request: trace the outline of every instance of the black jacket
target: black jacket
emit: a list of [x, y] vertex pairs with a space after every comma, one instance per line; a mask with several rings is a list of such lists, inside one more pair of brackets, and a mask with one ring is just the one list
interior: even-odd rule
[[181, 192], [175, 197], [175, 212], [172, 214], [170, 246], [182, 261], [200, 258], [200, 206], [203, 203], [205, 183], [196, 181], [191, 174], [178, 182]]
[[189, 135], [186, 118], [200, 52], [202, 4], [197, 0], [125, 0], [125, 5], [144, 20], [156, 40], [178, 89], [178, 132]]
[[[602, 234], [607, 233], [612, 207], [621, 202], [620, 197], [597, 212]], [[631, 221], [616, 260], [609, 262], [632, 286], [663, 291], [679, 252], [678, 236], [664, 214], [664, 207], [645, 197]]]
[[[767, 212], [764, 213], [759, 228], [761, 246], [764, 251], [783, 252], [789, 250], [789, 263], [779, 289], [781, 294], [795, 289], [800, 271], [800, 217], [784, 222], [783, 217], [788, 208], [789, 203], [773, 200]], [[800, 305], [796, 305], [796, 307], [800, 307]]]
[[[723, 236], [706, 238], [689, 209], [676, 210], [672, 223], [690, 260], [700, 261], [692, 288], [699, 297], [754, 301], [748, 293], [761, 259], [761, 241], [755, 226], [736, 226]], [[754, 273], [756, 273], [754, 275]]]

■ REQUIRED WORK:
Your answer must be the lines from the one that contains "target: black jacket" through the last line of the entries above, copied exactly, with no other lines.

■ EXERCISE RESULT:
target: black jacket
emit: a list of [x, y] vertex pairs with a space after every comma, one instance per line; a mask with several rings is a list of such lists, inside one more pair of brackets, and a mask with one ring is just the one list
interior: even-odd rule
[[181, 192], [175, 197], [175, 212], [172, 214], [170, 246], [182, 261], [200, 258], [200, 206], [203, 203], [205, 183], [196, 181], [191, 174], [178, 182]]
[[189, 135], [186, 118], [200, 52], [202, 4], [197, 0], [125, 0], [125, 5], [144, 20], [156, 40], [178, 89], [178, 132]]
[[[602, 234], [607, 233], [612, 207], [621, 202], [620, 197], [597, 212]], [[631, 221], [616, 260], [609, 262], [632, 286], [663, 291], [679, 252], [678, 236], [664, 214], [664, 207], [645, 197]]]
[[[767, 212], [764, 213], [759, 228], [761, 246], [764, 251], [783, 252], [789, 250], [789, 263], [779, 289], [781, 294], [795, 289], [800, 271], [800, 217], [784, 222], [783, 217], [788, 208], [789, 203], [773, 200]], [[800, 305], [796, 305], [796, 307], [800, 307]]]
[[[723, 236], [706, 238], [689, 209], [676, 210], [672, 223], [690, 260], [700, 261], [692, 288], [699, 297], [754, 301], [748, 293], [761, 259], [761, 241], [755, 226], [736, 226]], [[754, 273], [756, 273], [754, 275]]]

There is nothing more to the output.